▶ **PAGE TEXT**
»»

Brussels blog round up for 28 July – 3 August: Croatia shames tax evaders, Draghi disappoints and will Europe become a world power?

1 comment

Estimated reading time: 5 minutes

Chris Gilson and Stuart A Brown take a look at the week in Brussels blogging.

The EU Centre

Open Europe examine the results of the latest Eurobarometer survey, noting in particular that trust in the EU has reached an “all time low” amongst European citizens.

EU Foreign policy and the European neighbourhood

The European Student Think Tank looks at EU migration and asylum policy, especially in the wake of the Arab Spring. They say that, despite migration being politically controversial: “Tak­ing into account the EU’s aging pop­u­la­tion, depend­ence on immig­rant labour will become a neces­sity”.

Craig Willy looks at the possibility for the establishment of an EU super state in the next decade, and whether or not Europe is on the way to becoming a world power.

Credit: Éole Wind (Creative Commons BY NC SA)

The Euro Crisis

Coulisses de Bruxelles says that there has been a ‘general mobilization’ of the ECB and the United States to curb the runaway markets that are threatening Spain and Italy, especially now that ECB President Mario Draghi has vowed to “do what is necessary” in order to protect the Euro.  According to Lost in Europe, German Chancellor Merkel and Finance Minister Schäuble are under high pressure to relent and allow the ECB to intervene directly in bond markets. Meanwhile, A Fistful of Euros looks at the confusion as to what the German Bundesbank’s position on ECB intervention actually might be. The European Council on Foreign Relations says that the EU should give a banking licence to the European Stability Mechanism, especially as it is controlled by democratically elected national governments, and therefore has more legitimacy than the ECB.

Reaction to Draghi’s speech on Thursday provoked mixed reaction: Open Europe says that the lack of change to interest rates or of a move by the ECB to buy Eurozone debt disappointed the markets, Charlemagne says that he is walking a fine political line so that the ECB is not taken advantage of by debtor countries, while Economics Intelligence reckons that if you “read between the lines” of Draghi speech, the ECB will most definitely intervene in the bond markets in the future whether the Bundesbank likes it or not.

A common argument is that if struggling Eurozone countries were free from the constraints of the euro, they would be able to stimulate their economies by devaluing their currency, in much the same way as Argentinadid in the early 2000s. Nada es Gratis assesses this claim by looking at Argentina in more detail, concluding that currency devaluation is not likely to be as successful in the case of Greece and Spain. While Argentina’s devaluation did help, it was the later commodity boom that cemented that county’s recovery, something that is unlikely for Greece or Spain in the near future.

««

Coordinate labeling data
»»

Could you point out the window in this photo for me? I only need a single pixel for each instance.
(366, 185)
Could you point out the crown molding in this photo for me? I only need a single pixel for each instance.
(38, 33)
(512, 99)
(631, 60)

««

▶ **WHAT IS NEEDED**
Extract from the Brussels blog round-up the passage that begins with "Chris Gilson and Stuart A" and continues through "Commons BY NC SA)".

▶ **CORRECT RESULT**
Chris Gilson and Stuart A Brown take a look at the week in Brussels blogging.

The EU Centre

Open Europe examine the results of the latest Eurobarometer survey, noting in particular that trust in the EU has reached an “all time low” amongst European citizens.

EU Foreign policy and the European neighbourhood

The European Student Think Tank looks at EU migration and asylum policy, especially in the wake of the Arab Spring. They say that, despite migration being politically controversial: “Tak­ing into account the EU’s aging pop­u­la­tion, depend­ence on immig­rant labour will become a neces­sity”.

Craig Willy looks at the possibility for the establishment of an EU super state in the next decade, and whether or not Europe is on the way to becoming a world power.

Credit: Éole Wind (Creative Commons BY NC SA)